Records for this task:
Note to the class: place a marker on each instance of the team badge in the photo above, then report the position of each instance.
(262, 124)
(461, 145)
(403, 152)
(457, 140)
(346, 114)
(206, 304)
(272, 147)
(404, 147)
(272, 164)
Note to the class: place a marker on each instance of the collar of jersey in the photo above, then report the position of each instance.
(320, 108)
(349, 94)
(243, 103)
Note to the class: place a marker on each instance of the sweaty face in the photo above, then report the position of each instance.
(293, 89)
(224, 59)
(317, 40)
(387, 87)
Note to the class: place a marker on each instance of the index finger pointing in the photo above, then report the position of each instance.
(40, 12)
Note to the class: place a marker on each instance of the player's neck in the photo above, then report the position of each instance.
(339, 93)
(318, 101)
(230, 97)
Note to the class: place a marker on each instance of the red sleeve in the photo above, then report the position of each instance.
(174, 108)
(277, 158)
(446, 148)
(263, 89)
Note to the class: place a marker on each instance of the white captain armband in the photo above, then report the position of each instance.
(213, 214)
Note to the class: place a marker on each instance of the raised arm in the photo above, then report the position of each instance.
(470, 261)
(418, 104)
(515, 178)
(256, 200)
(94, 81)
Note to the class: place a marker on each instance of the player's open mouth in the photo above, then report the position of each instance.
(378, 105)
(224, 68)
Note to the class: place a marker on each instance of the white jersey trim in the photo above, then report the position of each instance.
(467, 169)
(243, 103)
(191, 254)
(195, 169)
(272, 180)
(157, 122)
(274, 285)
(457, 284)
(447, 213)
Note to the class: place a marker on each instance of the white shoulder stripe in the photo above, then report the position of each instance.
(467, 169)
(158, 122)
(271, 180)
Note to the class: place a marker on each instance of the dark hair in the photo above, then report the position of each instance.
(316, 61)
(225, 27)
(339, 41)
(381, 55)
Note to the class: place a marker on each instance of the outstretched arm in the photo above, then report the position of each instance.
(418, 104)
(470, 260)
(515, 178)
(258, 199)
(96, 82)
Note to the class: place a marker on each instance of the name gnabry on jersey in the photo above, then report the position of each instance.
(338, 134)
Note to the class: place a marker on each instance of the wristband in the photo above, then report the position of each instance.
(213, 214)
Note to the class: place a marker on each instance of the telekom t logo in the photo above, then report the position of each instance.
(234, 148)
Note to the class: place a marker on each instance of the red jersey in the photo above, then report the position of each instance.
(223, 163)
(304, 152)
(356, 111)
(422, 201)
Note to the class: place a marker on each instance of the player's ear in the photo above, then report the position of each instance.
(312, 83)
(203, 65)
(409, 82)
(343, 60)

Task directions:
Reproduce all of the data above, swapping every "marker" for "pin" and leaving everything else as it is.

Written response:
Note to the class: place a pin on each instance of the team badge in the photo above, then report the position of each instance.
(262, 124)
(461, 145)
(403, 152)
(457, 140)
(346, 114)
(206, 304)
(272, 147)
(404, 147)
(272, 164)
Note to the class: place a pin on each instance of the collar of jersey in the photo above, then report the position of each instance.
(320, 108)
(349, 94)
(243, 103)
Note to the class: place a pin on each instance of the sweaty face in the photo above, then report the position of each instance.
(293, 89)
(224, 59)
(317, 40)
(387, 87)
Note to the class: place a pin on each instance of the index finger pointing in the photo above, then report the position of each instance.
(40, 12)
Note to the class: place a pin on each instance of the player's neck in the photo above, then report the position of each instance.
(339, 93)
(318, 101)
(230, 97)
Note to the class: place a pin on each instance of the red sleeve in the photo above, then report the position of each instance.
(174, 108)
(277, 158)
(446, 148)
(263, 89)
Note to the class: place a pin on each instance of the white captain armband in the photo above, then report the position of each instance.
(213, 214)
Note to the class: place a pin on each instance of the raised arm in the photo above, then report the position of each instance.
(470, 261)
(418, 104)
(515, 178)
(256, 200)
(94, 81)
Note to the class: place a pin on each instance of the player's open mouth in the photo above, then report the position of each instance.
(378, 105)
(224, 68)
Note to the class: place a pin on each instance of the white jersey trim in the photo above, then report the position of each instance.
(467, 169)
(243, 103)
(191, 254)
(195, 169)
(272, 180)
(157, 122)
(274, 285)
(457, 284)
(447, 213)
Note to the class: place a pin on each instance of the white shoulder stripe in the photo above, then report the position of each instance.
(467, 169)
(158, 122)
(271, 180)
Note to the class: place a pin on each instance of the dark hair in the photo above, then report the position of each instance.
(316, 61)
(225, 27)
(339, 41)
(381, 55)
Note to the class: place a pin on each instance of the outstretched arm in the photo above, then report the position of each instance.
(418, 104)
(470, 260)
(515, 178)
(258, 199)
(96, 82)
Note to the class: place a pin on each instance of the name gnabry on jersey in the photo above, then report the position of each instance.
(338, 134)
Note to the class: place a pin on each instance of the wristband in the photo above, then report the position of each instance.
(213, 214)
Note to the class: place a pin on each instance of the telekom t logo in the photo above, then report the position of each instance.
(234, 148)
Note to the class: place a pin on each instance of the red jersey in the photo above, then report the position of each instance.
(223, 163)
(304, 152)
(356, 111)
(422, 201)
Note to the class: place a pin on each instance of the player's ear in the photo above, then report the position of each instance.
(312, 83)
(203, 65)
(409, 82)
(343, 60)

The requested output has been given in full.